- Excerpt provided
○ ○ ○
August 16, 2016, by Ailsa Mitchell

Ethnic tourism in Vietnam

Written by Esther Bott.

Thanks to generous IAPS seed-corn funding, my study leave got off to a brilliant start in February with a successful research trip to Sapa in northern Vietnam. The purpose of the trip was to generate pilot data on ethnic tourism, a niche market that is growing rapidly in Vietnam and other parts of Southeast Asia. Much of my research to date has been concerned with the racialisation of local people in tourism advertising, and this current project is interested in how racialised representations, or ‘tropes’ of ethnicity and indigeneity are being drawn upon by tourists.

Ethnic tourism, also sometimes called ‘tribal’ tourism, involves remote villages being visited by coach parties of tourists who are encouraged to photograph ‘tribal’ people, purchase ‘traditional’ artefacts and ‘collect memories’. The underlying principal of ethnic tourism, which is to seek out and gaze upon ‘Othered’ peoples, is not new; there are strong colonial echoes when organised ethnic tours in former colonies in the developing world are marketed though heavily Orientalist reproductions of the Global South. Global and domestic tour agents are beginning to capitalise on tourists’ desire to visit ever more remote areas in search of ‘authentic’ experiences and adventures, and this often involves gazing upon indigenous peoples. Such ‘tourism of difference’ is growing in developing countries in Asia, South America and Africa, but Vietnam is especially interesting, and potentially vulnerable, because it is developing its tourism industry in the aftermath of a deeply embedded post-colonial war, whose violence and suffering are themselves now commodified for tourism. Vietnam’s tourism grows in a context of orientalist commodification of cultures, history and the performative presence of ‘Others’. There are unexplored layers of complexity to the cosmopolitan idea of what John Urry (1997) has called a ‘right to tour’, because not only does such cosmopolitanism exclude those outside of its economic advantages, but indeed relies upon that exclusion for its commodifying power. Its destroyed post-war infrastructure, poisoned natural environments, severe displacement and extreme poverty make Vietnam and neighbouring countries especially vulnerable to laissez-faire, neo-liberal development policies (or lack of), and this research is concerned with the implications of that fact for indigenous people, whose indigeneity is being understood and reproduced as being outside of ‘time’ and who are therefore potentially denied access to benefits of tourism development. Tropes of primitivism, backwardness and difference prevail in the depictions of indigenous people in ethnic tourism promotion.
○ ○ ○
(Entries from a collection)
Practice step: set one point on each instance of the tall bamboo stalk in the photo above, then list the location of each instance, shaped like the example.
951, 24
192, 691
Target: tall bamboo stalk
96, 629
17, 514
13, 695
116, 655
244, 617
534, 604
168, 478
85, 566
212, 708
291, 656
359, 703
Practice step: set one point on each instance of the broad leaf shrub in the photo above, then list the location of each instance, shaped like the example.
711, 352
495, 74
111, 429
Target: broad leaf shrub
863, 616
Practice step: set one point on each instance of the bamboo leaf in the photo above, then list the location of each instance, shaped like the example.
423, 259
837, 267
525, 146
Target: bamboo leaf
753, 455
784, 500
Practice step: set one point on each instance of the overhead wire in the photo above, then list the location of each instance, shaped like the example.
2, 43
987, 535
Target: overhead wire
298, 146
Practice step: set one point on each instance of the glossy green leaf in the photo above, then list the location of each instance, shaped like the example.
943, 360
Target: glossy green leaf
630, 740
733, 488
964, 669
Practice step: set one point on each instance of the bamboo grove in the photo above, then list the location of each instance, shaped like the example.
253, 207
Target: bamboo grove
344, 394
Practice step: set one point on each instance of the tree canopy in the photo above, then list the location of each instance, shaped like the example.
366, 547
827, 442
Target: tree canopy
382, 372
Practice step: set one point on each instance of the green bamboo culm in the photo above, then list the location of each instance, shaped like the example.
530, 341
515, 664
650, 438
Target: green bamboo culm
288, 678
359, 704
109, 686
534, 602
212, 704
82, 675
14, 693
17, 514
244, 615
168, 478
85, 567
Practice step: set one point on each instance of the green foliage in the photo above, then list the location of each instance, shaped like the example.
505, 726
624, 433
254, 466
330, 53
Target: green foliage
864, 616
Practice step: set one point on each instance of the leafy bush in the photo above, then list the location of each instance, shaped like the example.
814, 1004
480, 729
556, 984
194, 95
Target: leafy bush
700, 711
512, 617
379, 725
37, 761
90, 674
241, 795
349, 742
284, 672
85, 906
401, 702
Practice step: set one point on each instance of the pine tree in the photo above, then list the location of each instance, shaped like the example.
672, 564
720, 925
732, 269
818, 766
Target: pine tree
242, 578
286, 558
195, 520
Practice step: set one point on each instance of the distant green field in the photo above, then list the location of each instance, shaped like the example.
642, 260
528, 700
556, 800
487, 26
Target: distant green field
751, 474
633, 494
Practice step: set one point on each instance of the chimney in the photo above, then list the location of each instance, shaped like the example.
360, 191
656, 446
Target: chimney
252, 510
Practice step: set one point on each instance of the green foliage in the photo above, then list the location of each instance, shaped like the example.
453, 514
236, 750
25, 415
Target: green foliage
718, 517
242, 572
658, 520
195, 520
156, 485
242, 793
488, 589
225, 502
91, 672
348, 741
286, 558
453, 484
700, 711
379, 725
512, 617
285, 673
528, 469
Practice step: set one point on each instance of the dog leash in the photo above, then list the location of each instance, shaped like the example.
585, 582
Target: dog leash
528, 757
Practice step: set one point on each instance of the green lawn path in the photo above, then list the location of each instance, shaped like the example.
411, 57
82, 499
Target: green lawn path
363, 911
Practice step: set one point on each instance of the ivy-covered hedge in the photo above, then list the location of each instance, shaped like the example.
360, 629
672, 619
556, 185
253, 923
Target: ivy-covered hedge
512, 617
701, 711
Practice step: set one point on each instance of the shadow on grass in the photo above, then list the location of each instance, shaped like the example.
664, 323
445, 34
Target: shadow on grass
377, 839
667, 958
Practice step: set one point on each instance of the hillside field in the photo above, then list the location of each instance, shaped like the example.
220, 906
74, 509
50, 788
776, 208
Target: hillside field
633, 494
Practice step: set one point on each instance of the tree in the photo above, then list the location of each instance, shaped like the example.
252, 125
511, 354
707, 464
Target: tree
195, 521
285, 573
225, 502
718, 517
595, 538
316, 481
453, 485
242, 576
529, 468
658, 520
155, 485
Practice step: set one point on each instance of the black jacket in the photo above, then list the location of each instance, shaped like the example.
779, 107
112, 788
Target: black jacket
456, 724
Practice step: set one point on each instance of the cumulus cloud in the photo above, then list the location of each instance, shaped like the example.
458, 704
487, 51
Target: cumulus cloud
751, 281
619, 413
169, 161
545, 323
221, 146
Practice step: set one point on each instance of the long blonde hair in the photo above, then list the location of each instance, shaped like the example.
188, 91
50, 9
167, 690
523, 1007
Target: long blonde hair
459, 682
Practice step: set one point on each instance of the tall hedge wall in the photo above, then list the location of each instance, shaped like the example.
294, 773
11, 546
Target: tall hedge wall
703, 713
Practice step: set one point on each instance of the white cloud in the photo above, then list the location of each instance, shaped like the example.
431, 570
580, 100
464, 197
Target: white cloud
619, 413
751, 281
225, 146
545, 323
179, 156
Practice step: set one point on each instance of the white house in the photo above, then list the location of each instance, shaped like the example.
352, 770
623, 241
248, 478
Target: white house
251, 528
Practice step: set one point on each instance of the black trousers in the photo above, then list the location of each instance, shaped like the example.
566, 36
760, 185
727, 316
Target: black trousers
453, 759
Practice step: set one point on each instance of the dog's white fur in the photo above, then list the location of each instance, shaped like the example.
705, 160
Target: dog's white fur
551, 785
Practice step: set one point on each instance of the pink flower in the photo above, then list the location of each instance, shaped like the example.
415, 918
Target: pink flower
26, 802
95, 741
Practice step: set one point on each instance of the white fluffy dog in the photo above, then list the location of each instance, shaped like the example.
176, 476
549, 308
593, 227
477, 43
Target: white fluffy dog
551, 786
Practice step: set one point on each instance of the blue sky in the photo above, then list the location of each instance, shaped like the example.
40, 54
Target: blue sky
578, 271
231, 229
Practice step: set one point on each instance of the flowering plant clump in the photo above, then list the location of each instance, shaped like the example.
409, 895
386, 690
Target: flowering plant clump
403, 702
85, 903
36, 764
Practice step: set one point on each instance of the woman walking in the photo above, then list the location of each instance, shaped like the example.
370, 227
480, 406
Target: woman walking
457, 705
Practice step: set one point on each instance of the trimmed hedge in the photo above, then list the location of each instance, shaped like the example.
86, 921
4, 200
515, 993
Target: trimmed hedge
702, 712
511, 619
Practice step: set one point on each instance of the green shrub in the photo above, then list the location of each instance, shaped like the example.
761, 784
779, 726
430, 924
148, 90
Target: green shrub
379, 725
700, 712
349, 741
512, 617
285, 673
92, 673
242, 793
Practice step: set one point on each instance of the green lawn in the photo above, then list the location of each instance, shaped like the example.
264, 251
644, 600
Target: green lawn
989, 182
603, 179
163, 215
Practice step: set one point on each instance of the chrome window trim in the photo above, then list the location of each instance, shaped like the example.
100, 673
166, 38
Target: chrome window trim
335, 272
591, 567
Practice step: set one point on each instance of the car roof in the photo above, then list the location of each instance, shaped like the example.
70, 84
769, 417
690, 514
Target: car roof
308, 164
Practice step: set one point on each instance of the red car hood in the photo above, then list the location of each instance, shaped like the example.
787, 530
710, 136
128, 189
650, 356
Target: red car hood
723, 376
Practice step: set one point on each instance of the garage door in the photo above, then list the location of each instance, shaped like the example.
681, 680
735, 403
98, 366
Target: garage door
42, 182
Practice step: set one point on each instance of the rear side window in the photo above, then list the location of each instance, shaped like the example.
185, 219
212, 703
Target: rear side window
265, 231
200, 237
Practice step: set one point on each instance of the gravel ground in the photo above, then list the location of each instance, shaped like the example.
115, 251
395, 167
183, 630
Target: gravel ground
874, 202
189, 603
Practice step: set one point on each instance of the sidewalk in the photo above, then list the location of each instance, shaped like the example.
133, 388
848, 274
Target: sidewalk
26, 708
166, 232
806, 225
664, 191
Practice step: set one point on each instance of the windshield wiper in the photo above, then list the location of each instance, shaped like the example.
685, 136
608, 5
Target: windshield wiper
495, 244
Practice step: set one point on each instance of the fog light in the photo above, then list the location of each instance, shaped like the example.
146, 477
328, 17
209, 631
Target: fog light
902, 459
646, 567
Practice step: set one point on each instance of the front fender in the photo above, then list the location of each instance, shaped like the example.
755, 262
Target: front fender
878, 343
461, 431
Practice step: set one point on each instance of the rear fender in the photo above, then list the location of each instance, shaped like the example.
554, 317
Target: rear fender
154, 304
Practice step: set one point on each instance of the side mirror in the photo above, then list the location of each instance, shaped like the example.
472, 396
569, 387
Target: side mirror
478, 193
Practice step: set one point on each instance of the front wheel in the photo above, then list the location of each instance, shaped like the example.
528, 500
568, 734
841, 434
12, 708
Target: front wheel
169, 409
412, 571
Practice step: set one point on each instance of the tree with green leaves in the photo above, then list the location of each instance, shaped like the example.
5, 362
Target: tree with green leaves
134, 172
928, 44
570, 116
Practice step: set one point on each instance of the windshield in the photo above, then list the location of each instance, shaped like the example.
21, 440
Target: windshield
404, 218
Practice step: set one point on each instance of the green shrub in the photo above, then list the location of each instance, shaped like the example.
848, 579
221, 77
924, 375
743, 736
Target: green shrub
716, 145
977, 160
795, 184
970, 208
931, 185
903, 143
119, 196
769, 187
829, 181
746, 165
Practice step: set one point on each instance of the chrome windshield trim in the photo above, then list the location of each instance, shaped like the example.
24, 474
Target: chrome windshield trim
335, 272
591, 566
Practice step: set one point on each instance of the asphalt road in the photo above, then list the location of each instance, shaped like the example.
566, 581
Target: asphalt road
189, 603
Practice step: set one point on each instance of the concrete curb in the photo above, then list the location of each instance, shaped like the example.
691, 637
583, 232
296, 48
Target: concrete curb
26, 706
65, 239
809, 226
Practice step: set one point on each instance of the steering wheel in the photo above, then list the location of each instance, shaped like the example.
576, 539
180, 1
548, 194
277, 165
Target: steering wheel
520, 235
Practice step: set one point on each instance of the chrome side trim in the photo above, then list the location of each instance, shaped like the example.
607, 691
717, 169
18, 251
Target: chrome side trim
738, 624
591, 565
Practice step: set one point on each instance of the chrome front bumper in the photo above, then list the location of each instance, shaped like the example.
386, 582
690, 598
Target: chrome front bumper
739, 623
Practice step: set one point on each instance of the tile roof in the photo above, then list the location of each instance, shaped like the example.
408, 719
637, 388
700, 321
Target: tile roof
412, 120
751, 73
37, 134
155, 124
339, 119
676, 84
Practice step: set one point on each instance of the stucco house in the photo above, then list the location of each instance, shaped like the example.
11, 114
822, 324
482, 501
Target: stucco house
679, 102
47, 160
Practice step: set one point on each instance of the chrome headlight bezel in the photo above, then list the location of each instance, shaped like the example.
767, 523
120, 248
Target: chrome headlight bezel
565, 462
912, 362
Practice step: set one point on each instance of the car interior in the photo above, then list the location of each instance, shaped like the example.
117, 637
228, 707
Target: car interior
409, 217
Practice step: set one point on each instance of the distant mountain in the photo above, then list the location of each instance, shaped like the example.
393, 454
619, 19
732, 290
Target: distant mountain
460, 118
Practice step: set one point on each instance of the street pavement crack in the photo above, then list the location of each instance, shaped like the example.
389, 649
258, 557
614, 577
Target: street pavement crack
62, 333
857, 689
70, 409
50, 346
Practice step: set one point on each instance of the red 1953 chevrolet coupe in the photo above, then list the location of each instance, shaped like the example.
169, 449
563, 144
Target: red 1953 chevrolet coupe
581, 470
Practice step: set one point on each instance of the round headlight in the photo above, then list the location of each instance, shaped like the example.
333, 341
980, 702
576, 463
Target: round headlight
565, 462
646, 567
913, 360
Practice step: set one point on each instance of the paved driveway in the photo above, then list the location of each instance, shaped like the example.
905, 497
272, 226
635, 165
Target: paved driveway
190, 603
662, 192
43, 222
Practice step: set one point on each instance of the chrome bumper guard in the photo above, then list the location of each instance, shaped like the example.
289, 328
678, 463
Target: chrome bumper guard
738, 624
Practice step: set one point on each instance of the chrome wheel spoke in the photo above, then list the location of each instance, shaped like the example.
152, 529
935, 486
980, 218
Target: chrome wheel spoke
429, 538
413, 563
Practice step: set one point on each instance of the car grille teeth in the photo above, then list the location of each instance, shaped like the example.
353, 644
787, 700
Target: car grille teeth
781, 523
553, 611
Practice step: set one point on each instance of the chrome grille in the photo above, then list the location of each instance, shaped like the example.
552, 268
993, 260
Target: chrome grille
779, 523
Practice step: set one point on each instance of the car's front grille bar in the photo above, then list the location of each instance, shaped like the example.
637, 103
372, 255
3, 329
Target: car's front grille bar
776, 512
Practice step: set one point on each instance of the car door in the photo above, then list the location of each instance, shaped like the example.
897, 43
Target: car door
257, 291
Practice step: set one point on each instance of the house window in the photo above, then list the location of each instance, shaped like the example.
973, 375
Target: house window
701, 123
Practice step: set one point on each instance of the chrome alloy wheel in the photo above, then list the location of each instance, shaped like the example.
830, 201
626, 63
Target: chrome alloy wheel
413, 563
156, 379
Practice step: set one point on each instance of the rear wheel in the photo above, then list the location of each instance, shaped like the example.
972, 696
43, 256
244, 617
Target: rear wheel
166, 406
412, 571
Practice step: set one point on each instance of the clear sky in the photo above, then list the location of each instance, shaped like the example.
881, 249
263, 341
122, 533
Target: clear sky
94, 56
○ ○ ○
- Description of the task
Continue the piece on ethnic tourism in Vietnam from its last sentence. These entries have no connection to the piece on ethnic tourism in Vietnam.

- The answer
It is argued that these representations are carried through into embodied trips to ‘faraway’ lands and, in many contexts in the developing world, tourists’ discourses, behaviour, consumption, photography and so on reinforce a narrative mastery in which tourists ‘fix meaning, encapsulate and control the other, to stop motion and time, to exert power’ (Bruner 2005:195), meaning that tourists are able to ‘bring back a disembodied, decontextualized, sanitized, hypothetical Other, one they can possess and control through the stories they tell about how the souvenirs were purchased and the photographs taken’ (Bruner 2005:194). These arguments are persuasive yet remain theoretical; no research exists to date that traces narratives of desire from conceptualisation through to embodied travel and considerations of the future of the communities.

This research examines the ways that minority ethnic groups are represented in ethnic tourism promotional material and how those tropes are drawn upon by tourists before, during and after actual tours. Therefore it explores the impact of the imagery and words used to describe and position indigenous people, highlighting the powers of discourse and the urgent need for its monitoring and guidance in this emergent context. The project asks:

  • How are culture and history commodified in tourism to Vietnam?
  • How do these notions shape the expectations and conceptions of tourists? Do tourists seek out versions of ethnicity to which they have been exposed in marketing material? How and why do they do this?
  • How are indigenous people, ‘captured’ and consumed by tourists and what does this imply for their welfare and rights?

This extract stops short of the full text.